→ **Do this**: Every record here should be printed again exactly.

──────────────────────────────

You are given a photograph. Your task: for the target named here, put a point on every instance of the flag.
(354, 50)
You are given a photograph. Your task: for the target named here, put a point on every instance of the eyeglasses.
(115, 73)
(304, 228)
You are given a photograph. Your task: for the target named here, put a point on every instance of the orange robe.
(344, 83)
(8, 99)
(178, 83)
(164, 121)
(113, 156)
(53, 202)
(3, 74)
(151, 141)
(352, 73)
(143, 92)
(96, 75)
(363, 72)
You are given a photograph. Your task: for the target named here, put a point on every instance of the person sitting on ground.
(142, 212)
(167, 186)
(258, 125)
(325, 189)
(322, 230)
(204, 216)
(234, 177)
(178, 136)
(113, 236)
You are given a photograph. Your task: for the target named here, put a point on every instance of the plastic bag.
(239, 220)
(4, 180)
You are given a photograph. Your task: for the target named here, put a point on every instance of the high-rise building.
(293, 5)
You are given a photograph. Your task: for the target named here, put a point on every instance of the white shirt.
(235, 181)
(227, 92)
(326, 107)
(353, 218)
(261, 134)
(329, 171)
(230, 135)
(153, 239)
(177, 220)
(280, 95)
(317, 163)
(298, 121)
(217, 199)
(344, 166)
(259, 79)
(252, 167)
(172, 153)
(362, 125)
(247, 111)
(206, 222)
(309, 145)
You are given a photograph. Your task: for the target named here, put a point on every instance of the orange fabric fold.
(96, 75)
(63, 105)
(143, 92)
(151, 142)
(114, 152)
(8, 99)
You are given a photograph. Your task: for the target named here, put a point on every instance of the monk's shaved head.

──────────────────────────────

→ **Solution to this exercise**:
You are given a photograph. Your task: for the target named here, put a point on every instance of the flag.
(354, 50)
You are given a photograph. Your task: for the target named here, put a point on every instance of the eyeglasses.
(115, 73)
(304, 228)
You are given a photograph. Your task: for the target named here, put a point on every instance of the orange robe.
(344, 83)
(8, 99)
(178, 83)
(164, 121)
(113, 156)
(53, 202)
(3, 74)
(151, 141)
(352, 73)
(143, 92)
(96, 75)
(363, 72)
You are given a photograph. Your task: for the target named here, put a point on every instance of the person sitting on ground.
(142, 212)
(167, 186)
(258, 125)
(325, 189)
(322, 230)
(204, 216)
(234, 177)
(178, 136)
(113, 236)
You are given a photograph. Your task: for the target named here, put a point on every instance of the plastic bag.
(239, 220)
(4, 180)
You are given a photograph. Your task: for the target named here, put a point on every instance of the high-rise building.
(293, 5)
You are given a photograph. Your task: for the target named here, put a point on every instance of the white shirt.
(235, 181)
(227, 92)
(326, 107)
(353, 218)
(261, 134)
(329, 171)
(230, 135)
(153, 239)
(177, 220)
(280, 95)
(317, 163)
(298, 121)
(217, 199)
(344, 166)
(259, 79)
(252, 167)
(172, 153)
(362, 125)
(247, 111)
(206, 222)
(309, 145)
You are given a photograph. Your task: for the target named here, put a point on every instance of the orange fabric fold.
(96, 75)
(63, 105)
(143, 92)
(151, 142)
(114, 152)
(8, 99)
You are given a photograph. Your task: for the target named here, put a point on every instance of the monk's shaved head.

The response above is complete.